Write the next part of the documentation on the ss statistics functions for CSV and TSV data, starting right after its final line, the signature for range.

[Reading passage]:
## Start

Filters the data based on the column "fname" having the value "john".
function(data) {
return data.fname == "john";
}
Filters the data based on the column "fname" having the value "jane" and "age" being greater than 20.
function(data) {
return data.fname == "jane" && data.age > 20;
}
Live example using the mean function to calculate the mean age of those having a last name of "smith"
ss(fileData.rawData).mean("age", function(data) {
return data.lname == "smith";
});
ss(file).min(data_column, filter_callback(data))
Calculates the minimum of a data column in a CSV or TSV data file passed into the ss object. A callback function can be used to filter the data in the chosen column and calculate a min of the resulting subset. For example, a callback could be used to calculate a minimum age of people with the last name "Smith".
Calculates the minimum age of the data set.
ss(fileData.rawData).min("age")
Calculates the minimum age of females in the data set.
ss(fileData.rawData).min("age", function(data) {
return data.sex == "female";
})
ss(file).max(data_column, filter_callback(data))
Calculates the maximum of a data column in a CSV or TSV data file passed into the ss object. A callback function can be used to filter the data in the chosen column and calculate a max of the resulting subset. For example, a callback could be used to calculate a maximum age of people with the last name "Smith".
Calculates the maximum age of the data set.
ss(fileData.rawData).max("age")
Calculates the maximum age of females in the data set.
ss(fileData.rawData).max("age", function(data) {
return data.sex == "female";
})
ss(file).range(data_column, filter_callback(data))

## End

[Rows]:
## Start

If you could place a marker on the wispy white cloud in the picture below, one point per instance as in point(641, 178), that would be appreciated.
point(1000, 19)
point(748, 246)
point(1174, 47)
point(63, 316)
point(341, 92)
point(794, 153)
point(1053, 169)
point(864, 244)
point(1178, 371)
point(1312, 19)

## End
## Start

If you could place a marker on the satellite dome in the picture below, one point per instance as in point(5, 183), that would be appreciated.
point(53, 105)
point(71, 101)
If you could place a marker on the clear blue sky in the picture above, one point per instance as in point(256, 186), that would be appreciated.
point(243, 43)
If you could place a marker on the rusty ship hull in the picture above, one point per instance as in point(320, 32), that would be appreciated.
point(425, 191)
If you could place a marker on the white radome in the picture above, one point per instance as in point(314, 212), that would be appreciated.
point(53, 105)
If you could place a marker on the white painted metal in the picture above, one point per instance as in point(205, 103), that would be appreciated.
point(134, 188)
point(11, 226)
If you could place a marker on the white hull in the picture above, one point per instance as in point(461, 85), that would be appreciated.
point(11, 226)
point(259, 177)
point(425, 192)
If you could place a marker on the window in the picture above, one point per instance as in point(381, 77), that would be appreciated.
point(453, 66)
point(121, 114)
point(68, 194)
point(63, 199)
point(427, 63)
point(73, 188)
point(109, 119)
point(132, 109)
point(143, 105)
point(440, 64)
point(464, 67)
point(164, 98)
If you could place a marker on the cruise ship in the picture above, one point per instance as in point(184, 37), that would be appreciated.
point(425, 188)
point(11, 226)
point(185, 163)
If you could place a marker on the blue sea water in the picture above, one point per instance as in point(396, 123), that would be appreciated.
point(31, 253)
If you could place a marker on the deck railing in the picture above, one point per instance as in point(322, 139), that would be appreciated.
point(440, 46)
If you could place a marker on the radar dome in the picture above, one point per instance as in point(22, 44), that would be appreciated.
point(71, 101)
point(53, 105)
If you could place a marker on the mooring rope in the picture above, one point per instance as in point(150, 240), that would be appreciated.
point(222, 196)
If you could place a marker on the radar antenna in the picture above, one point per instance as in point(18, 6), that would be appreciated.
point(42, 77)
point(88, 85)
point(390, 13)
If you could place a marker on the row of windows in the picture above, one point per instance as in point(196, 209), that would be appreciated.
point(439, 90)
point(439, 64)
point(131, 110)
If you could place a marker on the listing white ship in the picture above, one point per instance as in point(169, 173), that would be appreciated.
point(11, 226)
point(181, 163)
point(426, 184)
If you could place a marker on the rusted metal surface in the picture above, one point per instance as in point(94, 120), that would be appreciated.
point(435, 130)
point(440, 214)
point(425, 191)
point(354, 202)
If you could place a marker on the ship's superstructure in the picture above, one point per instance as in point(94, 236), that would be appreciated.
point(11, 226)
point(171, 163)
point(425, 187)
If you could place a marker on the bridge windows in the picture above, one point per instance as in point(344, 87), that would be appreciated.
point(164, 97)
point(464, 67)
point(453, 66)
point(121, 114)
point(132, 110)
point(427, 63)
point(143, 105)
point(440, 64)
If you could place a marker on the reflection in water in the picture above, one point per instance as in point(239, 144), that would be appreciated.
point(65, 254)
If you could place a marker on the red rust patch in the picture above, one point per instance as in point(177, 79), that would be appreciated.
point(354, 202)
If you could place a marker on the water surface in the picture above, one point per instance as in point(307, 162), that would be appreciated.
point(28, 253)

## End
## Start

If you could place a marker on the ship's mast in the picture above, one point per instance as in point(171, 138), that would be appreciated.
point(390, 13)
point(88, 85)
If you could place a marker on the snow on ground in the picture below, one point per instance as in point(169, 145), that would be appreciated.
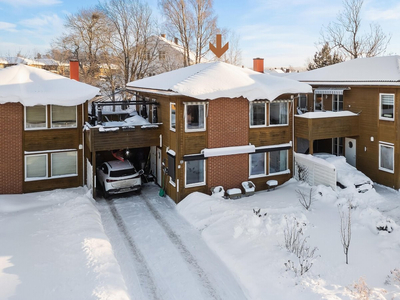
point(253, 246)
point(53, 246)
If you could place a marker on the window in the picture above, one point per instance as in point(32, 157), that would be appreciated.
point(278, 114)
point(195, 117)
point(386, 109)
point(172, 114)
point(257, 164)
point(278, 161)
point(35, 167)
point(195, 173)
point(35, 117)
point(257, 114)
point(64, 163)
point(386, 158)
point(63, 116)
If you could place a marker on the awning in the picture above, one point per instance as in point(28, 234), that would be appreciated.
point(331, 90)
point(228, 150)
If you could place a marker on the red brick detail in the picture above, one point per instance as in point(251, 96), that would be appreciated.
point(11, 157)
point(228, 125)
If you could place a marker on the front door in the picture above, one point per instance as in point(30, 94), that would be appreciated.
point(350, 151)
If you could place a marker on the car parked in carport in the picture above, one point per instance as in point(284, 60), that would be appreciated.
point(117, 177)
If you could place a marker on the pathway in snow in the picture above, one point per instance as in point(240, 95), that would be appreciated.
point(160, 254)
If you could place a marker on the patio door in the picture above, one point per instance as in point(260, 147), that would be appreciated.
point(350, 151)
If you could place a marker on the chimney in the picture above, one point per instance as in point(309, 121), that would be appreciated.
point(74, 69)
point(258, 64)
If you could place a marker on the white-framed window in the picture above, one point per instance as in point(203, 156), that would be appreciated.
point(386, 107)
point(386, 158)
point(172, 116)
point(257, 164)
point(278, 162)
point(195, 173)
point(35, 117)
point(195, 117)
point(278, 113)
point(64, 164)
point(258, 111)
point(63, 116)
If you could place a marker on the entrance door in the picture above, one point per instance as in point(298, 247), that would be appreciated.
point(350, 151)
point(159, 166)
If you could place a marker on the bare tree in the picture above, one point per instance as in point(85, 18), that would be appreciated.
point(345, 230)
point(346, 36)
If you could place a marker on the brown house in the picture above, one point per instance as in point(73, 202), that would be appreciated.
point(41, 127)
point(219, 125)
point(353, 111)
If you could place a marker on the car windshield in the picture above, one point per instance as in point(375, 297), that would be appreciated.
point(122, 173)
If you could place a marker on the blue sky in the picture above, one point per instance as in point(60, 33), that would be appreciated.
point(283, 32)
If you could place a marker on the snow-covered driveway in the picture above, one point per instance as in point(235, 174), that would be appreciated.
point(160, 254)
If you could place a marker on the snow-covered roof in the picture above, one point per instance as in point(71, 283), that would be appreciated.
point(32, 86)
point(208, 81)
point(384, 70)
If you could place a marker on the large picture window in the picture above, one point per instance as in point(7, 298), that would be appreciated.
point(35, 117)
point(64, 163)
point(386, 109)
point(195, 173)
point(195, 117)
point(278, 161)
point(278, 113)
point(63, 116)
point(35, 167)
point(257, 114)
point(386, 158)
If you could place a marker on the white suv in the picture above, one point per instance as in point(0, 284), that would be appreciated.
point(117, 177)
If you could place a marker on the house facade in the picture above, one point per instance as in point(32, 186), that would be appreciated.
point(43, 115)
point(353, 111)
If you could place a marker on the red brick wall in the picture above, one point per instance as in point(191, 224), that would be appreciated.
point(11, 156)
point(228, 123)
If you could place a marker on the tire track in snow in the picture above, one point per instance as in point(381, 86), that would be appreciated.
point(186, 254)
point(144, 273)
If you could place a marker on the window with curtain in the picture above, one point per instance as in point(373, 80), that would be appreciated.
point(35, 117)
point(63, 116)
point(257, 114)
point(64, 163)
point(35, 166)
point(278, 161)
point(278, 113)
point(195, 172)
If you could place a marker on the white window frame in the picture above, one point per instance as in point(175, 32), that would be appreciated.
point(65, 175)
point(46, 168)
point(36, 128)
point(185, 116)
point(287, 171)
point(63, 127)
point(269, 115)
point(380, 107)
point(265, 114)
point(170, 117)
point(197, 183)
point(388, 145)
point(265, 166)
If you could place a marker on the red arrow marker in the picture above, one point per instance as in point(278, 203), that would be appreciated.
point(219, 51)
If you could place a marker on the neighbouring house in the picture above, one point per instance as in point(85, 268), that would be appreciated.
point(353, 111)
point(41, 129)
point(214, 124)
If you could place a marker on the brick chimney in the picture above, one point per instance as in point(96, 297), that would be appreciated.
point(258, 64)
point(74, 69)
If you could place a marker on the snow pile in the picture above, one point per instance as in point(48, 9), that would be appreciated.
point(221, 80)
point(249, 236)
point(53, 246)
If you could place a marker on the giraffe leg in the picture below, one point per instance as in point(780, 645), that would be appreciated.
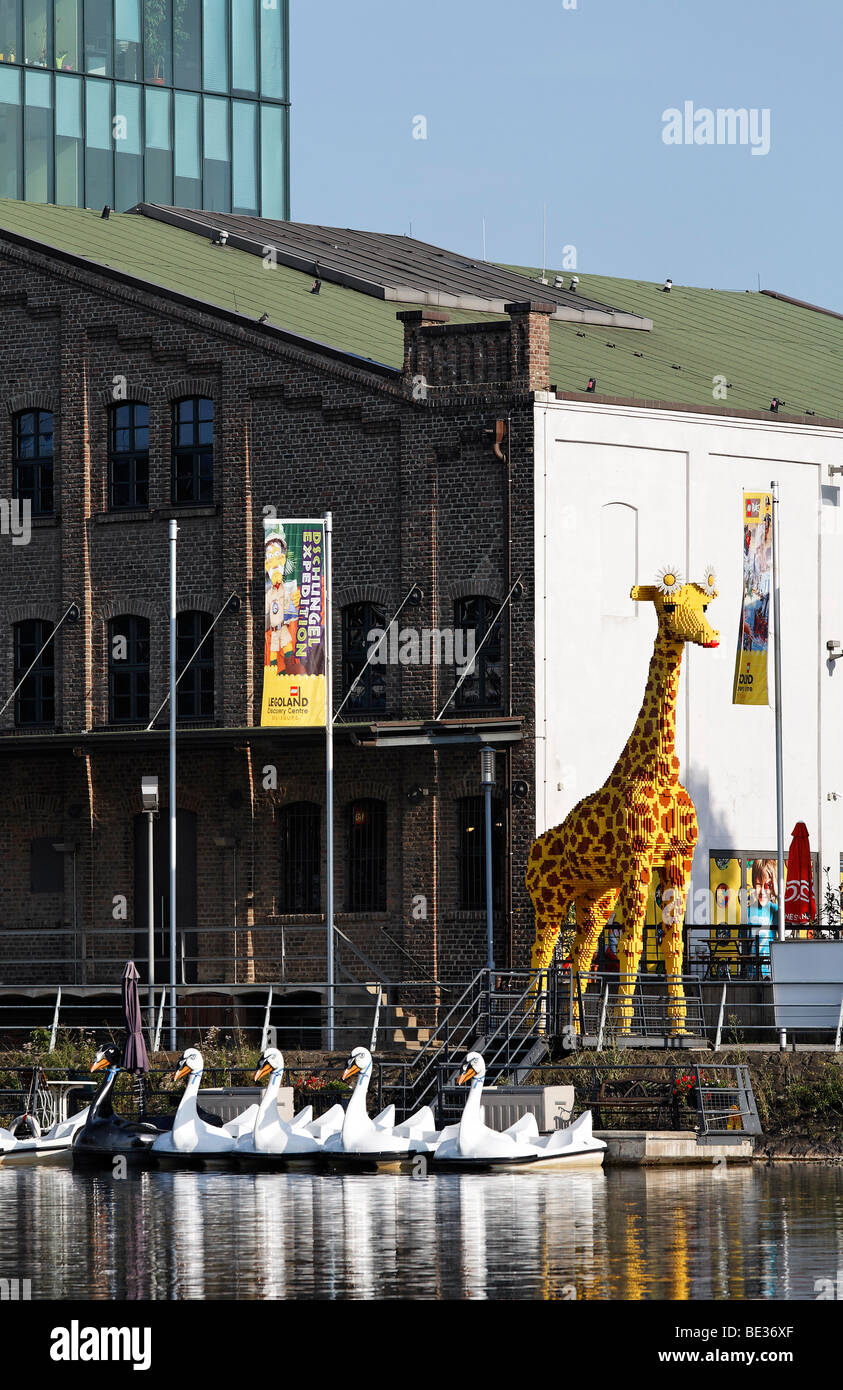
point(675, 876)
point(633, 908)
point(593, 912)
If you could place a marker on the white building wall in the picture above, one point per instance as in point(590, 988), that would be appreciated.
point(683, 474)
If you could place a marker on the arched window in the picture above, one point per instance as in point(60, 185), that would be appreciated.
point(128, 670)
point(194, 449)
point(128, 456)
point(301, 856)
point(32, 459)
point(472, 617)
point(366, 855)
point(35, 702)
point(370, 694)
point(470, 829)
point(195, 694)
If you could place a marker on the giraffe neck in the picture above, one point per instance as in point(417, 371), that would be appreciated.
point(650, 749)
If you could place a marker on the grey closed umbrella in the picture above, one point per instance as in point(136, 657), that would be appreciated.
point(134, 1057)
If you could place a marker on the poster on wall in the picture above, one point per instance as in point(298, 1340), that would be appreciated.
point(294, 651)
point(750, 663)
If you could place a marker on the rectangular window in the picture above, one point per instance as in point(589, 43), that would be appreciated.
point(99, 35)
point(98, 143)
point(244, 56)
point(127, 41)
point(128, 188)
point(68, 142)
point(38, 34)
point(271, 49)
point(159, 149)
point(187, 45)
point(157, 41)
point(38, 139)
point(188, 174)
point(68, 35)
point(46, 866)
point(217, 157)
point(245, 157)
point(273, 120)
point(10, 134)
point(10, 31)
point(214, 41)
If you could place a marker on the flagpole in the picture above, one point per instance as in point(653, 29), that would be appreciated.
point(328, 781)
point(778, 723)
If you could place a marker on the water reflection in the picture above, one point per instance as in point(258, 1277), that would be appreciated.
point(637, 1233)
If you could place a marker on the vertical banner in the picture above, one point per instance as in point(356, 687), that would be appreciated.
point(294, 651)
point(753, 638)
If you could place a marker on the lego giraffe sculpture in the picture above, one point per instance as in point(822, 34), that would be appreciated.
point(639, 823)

## End

[Answer to this exercise]:
Calculates the range of a data column in a CSV or TSV data file passed into the ss object. A callback function can be used to filter the data in the chosen column and calculate a range of the resulting subset. For example, a callback could be used to calculate the range of ages for people with the last name "Smith".
Calculates the range of ages of the data set.
ss(fileData.rawData).range("age")
Calculates the range of ages for females in the data set.
ss(fileData.rawData).range("age", function(data) {
return data.sex == "female";
})
ss(file).mean(data_column, filter_callback(data))
Calculates the mean of a data column in a CSV or TSV data file passed into the ss object. A callback function can be used to filter the data in the chosen column and calculate a mean of the resulting subset. For example, a callback could be used to calculate a mean age of people with the last name "Smith".
Calculates the mean age of the data set.
ss(fileData.rawData).mean("age")
Calculates the mean age of females in the data set.
ss(fileData.rawData).mean("age", function(data) {
return data.sex == "female";
})
ss(file).geomean(data_column, filter_callback(data))
Calculates the geometric mean of a data column in a CSV or TSV data file passed into the ss object. A callback function can be used to filter the data in the chosen column and calculate a geometric mean of the resulting subset. For example, a callback could be used to calculate a geometric mean age of people with the last name "Smith".
Calculates the geometric mean age of the data set.
ss(fileData.rawData).geomean("age")
Calculates the geometric mean age of females in the data set.
ss(fileData.rawData).geomean("age", function(data) {
return data.sex == "female";
})
ss(file).variance(data_column, filter_callback(data))
Calculates the variance of a data column in a CSV or TSV data file passed into the ss object. A callback function can be used to filter the data in the chosen column and calculate a variance of the resulting subset. For example, a callback could be used to calculate a variance age of people with the last name "Smith".
Calculates the variance in the age of the data set.
ss(fileData.rawData).variance("age")
Calculates the variance in the age of females in the data set.
ss(fileData.rawData).variance("age", function(data) {
return data.sex == "female";
})
ss(file).stdev(data_column, filter_callback(data))
Calculates the standard deviation of a data column in a CSV or TSV data file passed into the ss object. A callback function can be used to filter the data in the chosen column and calculate a standard deviation of the resulting subset. For example, a callback could be used to calculate a standard deviation age of people with the last name "Smith".
Calculates the standard deviation of the age in the data set.
ss(fileData.rawData).stdev("age")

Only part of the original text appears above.